━━━ Data listing ━━━
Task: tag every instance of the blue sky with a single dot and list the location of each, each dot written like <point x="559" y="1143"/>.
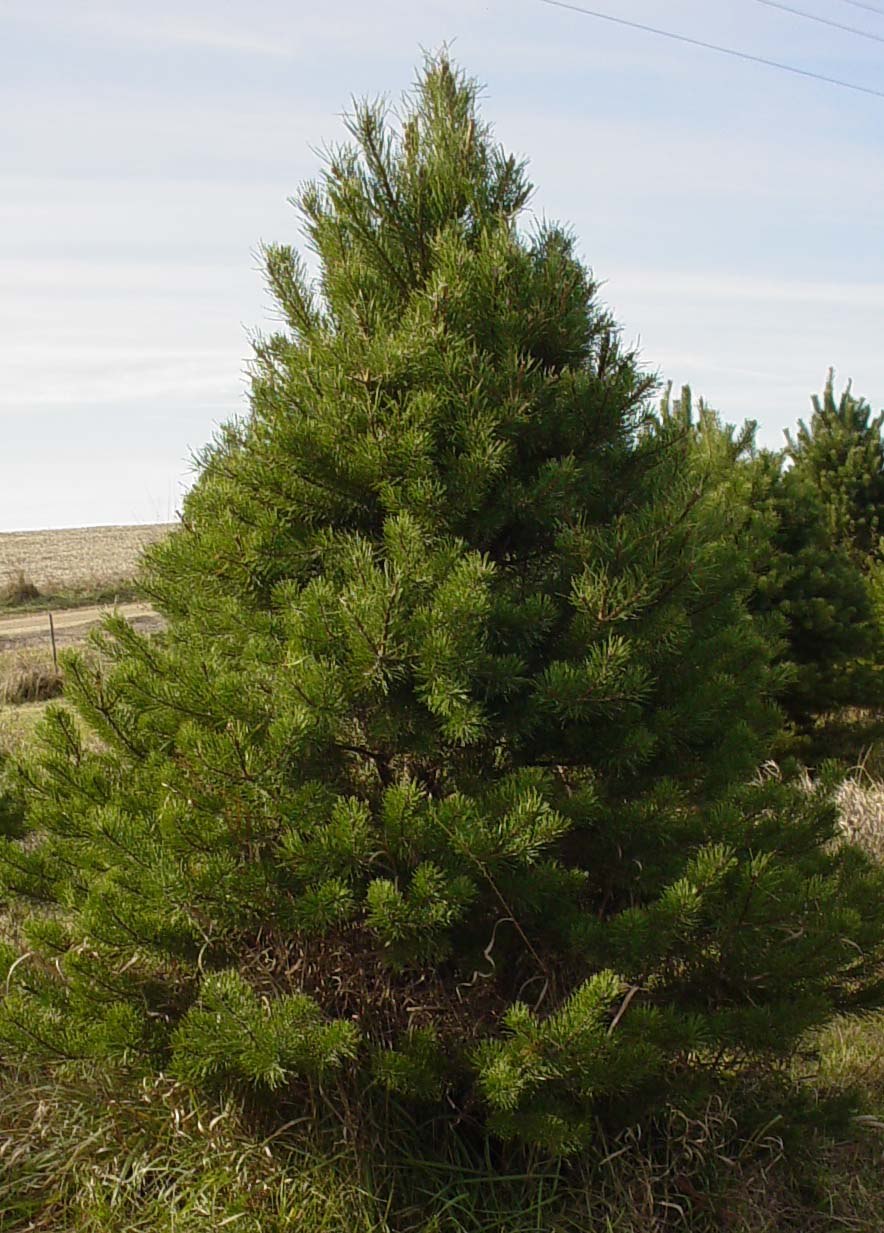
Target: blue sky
<point x="734" y="212"/>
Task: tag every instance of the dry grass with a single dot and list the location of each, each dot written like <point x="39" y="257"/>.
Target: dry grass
<point x="861" y="803"/>
<point x="19" y="589"/>
<point x="78" y="559"/>
<point x="27" y="676"/>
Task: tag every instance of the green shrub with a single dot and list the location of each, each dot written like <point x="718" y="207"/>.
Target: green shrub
<point x="808" y="586"/>
<point x="438" y="789"/>
<point x="841" y="454"/>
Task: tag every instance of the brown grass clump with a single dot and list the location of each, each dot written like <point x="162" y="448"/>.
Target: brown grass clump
<point x="861" y="810"/>
<point x="27" y="677"/>
<point x="19" y="589"/>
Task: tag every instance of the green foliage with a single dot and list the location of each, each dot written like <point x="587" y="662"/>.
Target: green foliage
<point x="815" y="597"/>
<point x="841" y="454"/>
<point x="437" y="781"/>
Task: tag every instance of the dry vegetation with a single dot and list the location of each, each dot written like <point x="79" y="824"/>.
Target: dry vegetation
<point x="73" y="560"/>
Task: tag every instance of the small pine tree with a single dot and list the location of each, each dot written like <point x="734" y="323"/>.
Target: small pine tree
<point x="808" y="587"/>
<point x="442" y="779"/>
<point x="841" y="453"/>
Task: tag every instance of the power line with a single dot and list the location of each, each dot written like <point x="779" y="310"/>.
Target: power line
<point x="868" y="8"/>
<point x="715" y="47"/>
<point x="822" y="21"/>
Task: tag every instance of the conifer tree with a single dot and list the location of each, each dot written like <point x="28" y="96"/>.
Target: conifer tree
<point x="841" y="453"/>
<point x="808" y="587"/>
<point x="442" y="779"/>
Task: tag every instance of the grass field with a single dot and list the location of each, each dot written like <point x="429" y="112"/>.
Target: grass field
<point x="79" y="559"/>
<point x="106" y="1153"/>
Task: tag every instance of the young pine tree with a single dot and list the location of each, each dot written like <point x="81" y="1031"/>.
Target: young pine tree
<point x="806" y="585"/>
<point x="841" y="454"/>
<point x="442" y="779"/>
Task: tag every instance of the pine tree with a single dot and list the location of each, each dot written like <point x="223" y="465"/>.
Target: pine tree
<point x="808" y="586"/>
<point x="841" y="453"/>
<point x="442" y="779"/>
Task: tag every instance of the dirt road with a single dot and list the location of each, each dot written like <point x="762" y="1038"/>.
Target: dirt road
<point x="72" y="624"/>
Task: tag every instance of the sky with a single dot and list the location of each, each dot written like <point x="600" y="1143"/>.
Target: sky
<point x="732" y="212"/>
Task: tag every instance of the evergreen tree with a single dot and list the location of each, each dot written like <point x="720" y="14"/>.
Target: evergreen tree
<point x="442" y="779"/>
<point x="841" y="453"/>
<point x="808" y="587"/>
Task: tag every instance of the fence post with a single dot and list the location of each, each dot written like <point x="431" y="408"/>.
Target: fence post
<point x="52" y="635"/>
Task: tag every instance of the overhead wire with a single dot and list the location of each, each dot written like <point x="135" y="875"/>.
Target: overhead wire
<point x="822" y="21"/>
<point x="868" y="8"/>
<point x="715" y="47"/>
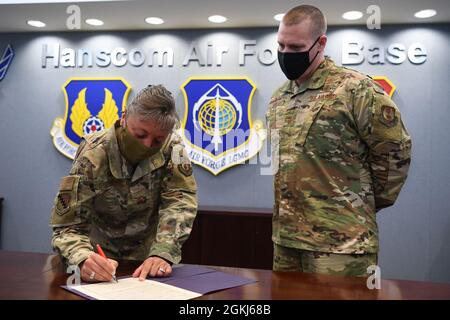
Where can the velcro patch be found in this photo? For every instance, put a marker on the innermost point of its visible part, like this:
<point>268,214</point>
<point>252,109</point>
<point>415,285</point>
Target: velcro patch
<point>67,183</point>
<point>185,169</point>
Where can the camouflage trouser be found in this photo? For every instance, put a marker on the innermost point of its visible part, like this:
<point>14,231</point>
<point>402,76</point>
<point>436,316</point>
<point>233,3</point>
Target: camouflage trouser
<point>291,259</point>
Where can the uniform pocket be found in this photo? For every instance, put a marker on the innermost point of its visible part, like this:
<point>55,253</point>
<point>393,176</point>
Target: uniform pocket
<point>299,121</point>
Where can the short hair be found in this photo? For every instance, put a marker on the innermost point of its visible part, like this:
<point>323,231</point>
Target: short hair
<point>307,12</point>
<point>157,103</point>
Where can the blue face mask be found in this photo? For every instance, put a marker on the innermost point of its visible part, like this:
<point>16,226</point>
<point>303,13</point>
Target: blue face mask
<point>294,64</point>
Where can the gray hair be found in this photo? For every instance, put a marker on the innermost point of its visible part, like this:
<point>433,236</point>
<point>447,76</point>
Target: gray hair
<point>156,103</point>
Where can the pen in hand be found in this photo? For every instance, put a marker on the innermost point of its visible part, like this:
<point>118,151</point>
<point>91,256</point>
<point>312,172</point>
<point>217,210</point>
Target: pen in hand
<point>100,252</point>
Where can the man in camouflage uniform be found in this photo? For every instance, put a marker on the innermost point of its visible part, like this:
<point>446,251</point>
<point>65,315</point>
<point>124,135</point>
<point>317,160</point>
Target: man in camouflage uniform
<point>131,190</point>
<point>344,154</point>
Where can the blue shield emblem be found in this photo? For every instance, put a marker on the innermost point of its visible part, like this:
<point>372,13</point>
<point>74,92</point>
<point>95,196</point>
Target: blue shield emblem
<point>217,127</point>
<point>92,104</point>
<point>5,61</point>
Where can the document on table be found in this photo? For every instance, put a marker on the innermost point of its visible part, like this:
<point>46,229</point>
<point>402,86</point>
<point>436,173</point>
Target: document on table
<point>132,289</point>
<point>185,282</point>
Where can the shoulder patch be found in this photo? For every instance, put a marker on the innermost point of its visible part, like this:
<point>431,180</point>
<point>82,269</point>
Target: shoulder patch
<point>67,183</point>
<point>388,116</point>
<point>185,169</point>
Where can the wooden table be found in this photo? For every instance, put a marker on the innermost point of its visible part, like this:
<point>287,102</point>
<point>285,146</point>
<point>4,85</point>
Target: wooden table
<point>39,276</point>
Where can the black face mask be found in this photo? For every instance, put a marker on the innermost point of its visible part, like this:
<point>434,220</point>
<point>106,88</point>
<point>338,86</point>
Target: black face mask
<point>294,64</point>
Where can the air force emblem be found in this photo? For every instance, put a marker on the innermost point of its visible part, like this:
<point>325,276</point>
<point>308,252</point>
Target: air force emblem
<point>217,127</point>
<point>92,104</point>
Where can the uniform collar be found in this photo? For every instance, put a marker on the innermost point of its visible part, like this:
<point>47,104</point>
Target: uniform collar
<point>118,165</point>
<point>316,81</point>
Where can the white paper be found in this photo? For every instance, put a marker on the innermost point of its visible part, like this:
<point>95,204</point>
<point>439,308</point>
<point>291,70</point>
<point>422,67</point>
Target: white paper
<point>133,289</point>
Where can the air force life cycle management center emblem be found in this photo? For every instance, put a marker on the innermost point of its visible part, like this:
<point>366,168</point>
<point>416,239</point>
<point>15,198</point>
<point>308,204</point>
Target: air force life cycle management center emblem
<point>92,104</point>
<point>217,128</point>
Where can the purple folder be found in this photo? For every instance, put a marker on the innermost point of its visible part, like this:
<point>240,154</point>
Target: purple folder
<point>194,278</point>
<point>201,279</point>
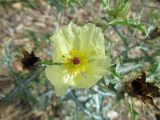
━━━
Extract exactly and only the lines above from the line containing "<point>106,88</point>" through the line containing "<point>47,104</point>", both end lines included.

Solved exercise:
<point>106,88</point>
<point>338,86</point>
Target: black face mask
<point>294,64</point>
Where can the air force emblem be found in this photo? For every instance, put a marker on the innermost point of its visible part, like this:
<point>325,276</point>
<point>308,252</point>
Target: air force emblem
<point>217,127</point>
<point>92,104</point>
Where can the uniform collar be found in this photo? For every instance, put a marker on the innermost point of its visible part, like this:
<point>47,104</point>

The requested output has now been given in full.